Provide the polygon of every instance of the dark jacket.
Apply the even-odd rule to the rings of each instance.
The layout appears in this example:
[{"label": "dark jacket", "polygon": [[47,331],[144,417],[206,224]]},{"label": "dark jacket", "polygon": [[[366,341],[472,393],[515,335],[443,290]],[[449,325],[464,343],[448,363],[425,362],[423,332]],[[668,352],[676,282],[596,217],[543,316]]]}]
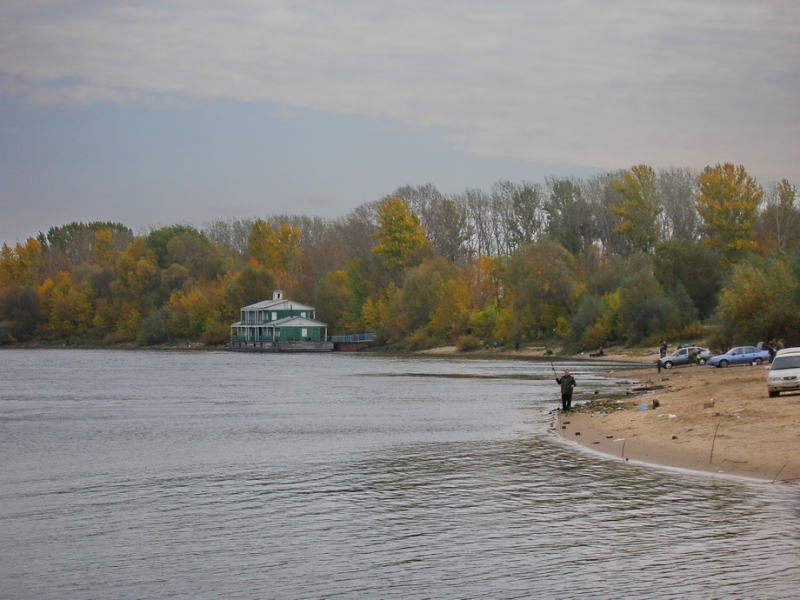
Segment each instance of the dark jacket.
[{"label": "dark jacket", "polygon": [[575,381],[575,378],[572,375],[567,375],[566,377],[556,377],[556,383],[561,384],[561,393],[562,394],[572,394],[572,388],[578,385],[578,382]]}]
·····
* INSTRUCTIONS TO FOLLOW *
Copy the preceding data in full and word for word, dropping its pictures.

* ANSWER FOR THE TASK *
Provide the polygon of every instance of the dark jacket.
Apply the even-odd rule to the rings of each instance.
The layout appears in this example:
[{"label": "dark jacket", "polygon": [[47,331],[144,417],[206,224]]},{"label": "dark jacket", "polygon": [[[366,341],[472,393],[515,335],[443,290]],[[449,325],[464,343],[448,363],[425,362],[423,332]],[[668,352],[676,282],[596,217],[543,316]]]}]
Segment each instance of the dark jacket.
[{"label": "dark jacket", "polygon": [[575,381],[575,378],[572,375],[567,375],[566,377],[556,377],[556,383],[561,384],[561,393],[562,394],[572,394],[572,388],[578,385],[578,382]]}]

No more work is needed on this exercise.